[Excerpts from point annotation data]

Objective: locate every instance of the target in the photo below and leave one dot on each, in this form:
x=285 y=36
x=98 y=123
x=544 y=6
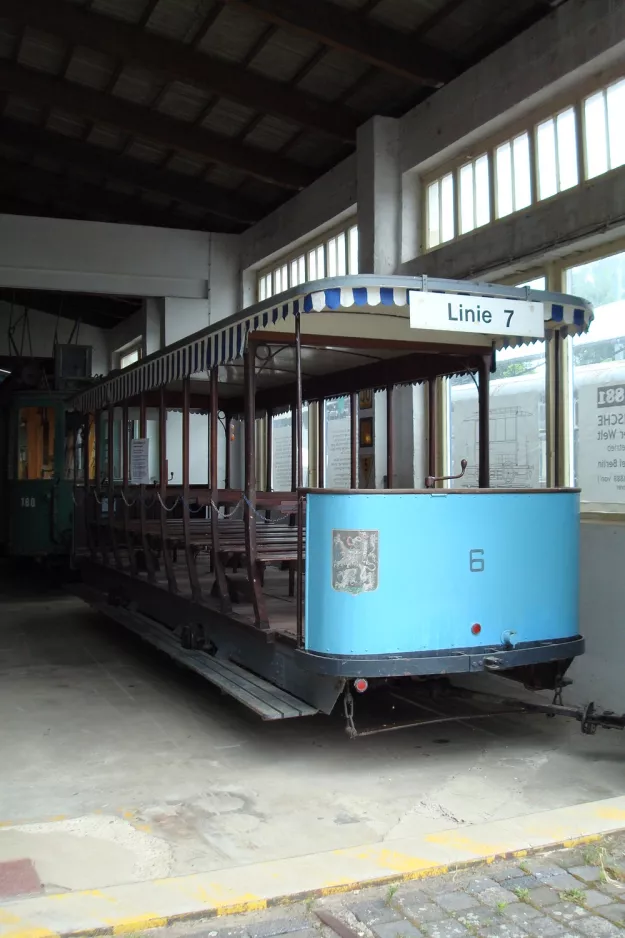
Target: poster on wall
x=282 y=444
x=140 y=462
x=601 y=441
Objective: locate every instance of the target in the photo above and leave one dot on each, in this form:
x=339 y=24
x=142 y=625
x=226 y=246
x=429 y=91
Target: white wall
x=42 y=330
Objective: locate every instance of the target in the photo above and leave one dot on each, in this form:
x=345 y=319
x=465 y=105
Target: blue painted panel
x=426 y=595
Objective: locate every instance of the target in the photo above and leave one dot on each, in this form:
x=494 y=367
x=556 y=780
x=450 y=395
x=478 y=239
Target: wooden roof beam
x=219 y=202
x=179 y=62
x=48 y=91
x=41 y=185
x=372 y=41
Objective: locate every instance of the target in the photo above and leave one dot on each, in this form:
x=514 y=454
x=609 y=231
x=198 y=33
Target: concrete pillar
x=379 y=196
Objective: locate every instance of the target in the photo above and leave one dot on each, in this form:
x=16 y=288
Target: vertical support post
x=299 y=481
x=132 y=560
x=111 y=486
x=253 y=571
x=228 y=467
x=432 y=424
x=390 y=436
x=163 y=473
x=268 y=456
x=220 y=575
x=148 y=557
x=196 y=592
x=100 y=540
x=88 y=501
x=353 y=427
x=484 y=421
x=321 y=421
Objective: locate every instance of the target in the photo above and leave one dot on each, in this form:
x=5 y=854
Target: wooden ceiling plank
x=178 y=61
x=55 y=92
x=370 y=40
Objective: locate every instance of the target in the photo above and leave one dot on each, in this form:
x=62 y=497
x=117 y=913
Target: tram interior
x=239 y=547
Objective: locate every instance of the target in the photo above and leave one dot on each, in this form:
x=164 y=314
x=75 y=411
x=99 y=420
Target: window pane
x=433 y=213
x=616 y=125
x=567 y=149
x=36 y=443
x=332 y=270
x=599 y=383
x=522 y=173
x=352 y=236
x=341 y=248
x=546 y=146
x=503 y=172
x=321 y=262
x=595 y=135
x=467 y=207
x=447 y=207
x=482 y=191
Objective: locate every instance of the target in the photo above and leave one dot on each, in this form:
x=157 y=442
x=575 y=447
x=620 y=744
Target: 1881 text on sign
x=463 y=313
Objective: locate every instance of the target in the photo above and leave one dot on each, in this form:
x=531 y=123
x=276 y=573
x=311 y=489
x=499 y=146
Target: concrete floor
x=111 y=754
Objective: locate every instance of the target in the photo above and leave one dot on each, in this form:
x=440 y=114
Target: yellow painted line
x=139 y=907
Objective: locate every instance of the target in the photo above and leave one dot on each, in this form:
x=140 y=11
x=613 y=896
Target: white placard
x=140 y=462
x=462 y=313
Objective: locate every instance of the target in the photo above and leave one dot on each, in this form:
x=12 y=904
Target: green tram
x=37 y=456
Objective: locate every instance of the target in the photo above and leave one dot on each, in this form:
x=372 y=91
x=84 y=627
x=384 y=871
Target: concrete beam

(What is asked):
Update all of the rows above by changing "leave one dot" to "place a single dot" and keeping everything else the same. Leave the pictures out of your answer.

(Answer to this task):
Objective: locate every instance of the target in the photo below and place a single dot on each, in this form:
x=285 y=36
x=98 y=123
x=544 y=6
Target: poster on wall
x=282 y=444
x=140 y=462
x=601 y=441
Objective: locate every instance of the target in the photo above and place a single dot on each, in this form:
x=339 y=24
x=142 y=625
x=226 y=246
x=429 y=91
Target: white wall
x=42 y=330
Objective: locate every instance of the target in the photo above and place a single dot on each, in this form:
x=345 y=319
x=465 y=105
Target: blue painted panel
x=426 y=595
Objective: locate every instance of the target in the photo above and place a single dot on each, in this form:
x=494 y=367
x=556 y=780
x=450 y=395
x=478 y=239
Target: wooden roof beam
x=219 y=202
x=179 y=62
x=48 y=91
x=41 y=185
x=372 y=41
Objective: locate every instance of the target in the photo above and place a single dot on each, in this form:
x=514 y=454
x=609 y=231
x=198 y=33
Target: concrete pillar
x=379 y=196
Objective: locate every instance of the target in the photo above and place a single dot on each, in this form:
x=16 y=288
Target: vertical support post
x=299 y=481
x=132 y=560
x=111 y=486
x=253 y=571
x=228 y=467
x=432 y=424
x=390 y=436
x=163 y=473
x=268 y=456
x=220 y=575
x=148 y=557
x=196 y=592
x=100 y=540
x=88 y=501
x=353 y=427
x=484 y=421
x=321 y=421
Objective: locate every instance of the target in the photo above and place a single dot on each, in this form:
x=5 y=854
Target: wooden ceiling plank
x=178 y=61
x=55 y=92
x=370 y=40
Objective: locate every instance of the target in the photo above and place a single dot on each, in this form:
x=62 y=497
x=117 y=913
Target: tram interior
x=239 y=547
Objective: locate every instance of the target in the photo above and place a single dot on each, in this form:
x=164 y=314
x=75 y=411
x=99 y=420
Target: window pane
x=433 y=213
x=616 y=125
x=567 y=149
x=36 y=443
x=332 y=270
x=599 y=383
x=522 y=173
x=352 y=236
x=341 y=248
x=546 y=146
x=503 y=172
x=321 y=262
x=595 y=135
x=467 y=207
x=447 y=207
x=482 y=191
Objective: locate every instance of the target in the photo above and place a single dot on each, in this form:
x=157 y=442
x=575 y=447
x=620 y=744
Target: 1881 text on sign
x=463 y=313
Objective: locate every instance of the target in the photo above and place a single dot on each, in this form:
x=531 y=123
x=276 y=573
x=311 y=489
x=499 y=146
Target: concrete floor
x=111 y=754
Objective: locate every instance of the target in the photo above and place a single dot on each, in this form:
x=440 y=114
Target: yellow painted line
x=139 y=907
Objective: locate every instance of the target in the photo above and place a single dot on each, in this form:
x=140 y=11
x=613 y=896
Target: white placard
x=140 y=462
x=462 y=313
Objective: locate every instance of the target in the photo above and place a single dot on each, in this form:
x=12 y=904
Target: green tram
x=37 y=456
Objective: locate every instance of the target in the photo above and place a single dot on each, in this form:
x=372 y=91
x=84 y=627
x=384 y=871
Target: concrete beam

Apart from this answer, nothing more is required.